Work instructions
Type out all the records again exactly.

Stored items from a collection
—————

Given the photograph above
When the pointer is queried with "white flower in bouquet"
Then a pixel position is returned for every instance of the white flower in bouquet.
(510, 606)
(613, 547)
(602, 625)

—————

Result for this task
Given the photograph above
When the pointer is queried with "white flower in bouquet"
Then a pixel position is returned for every instance of the white flower in bouquet.
(510, 606)
(613, 547)
(602, 625)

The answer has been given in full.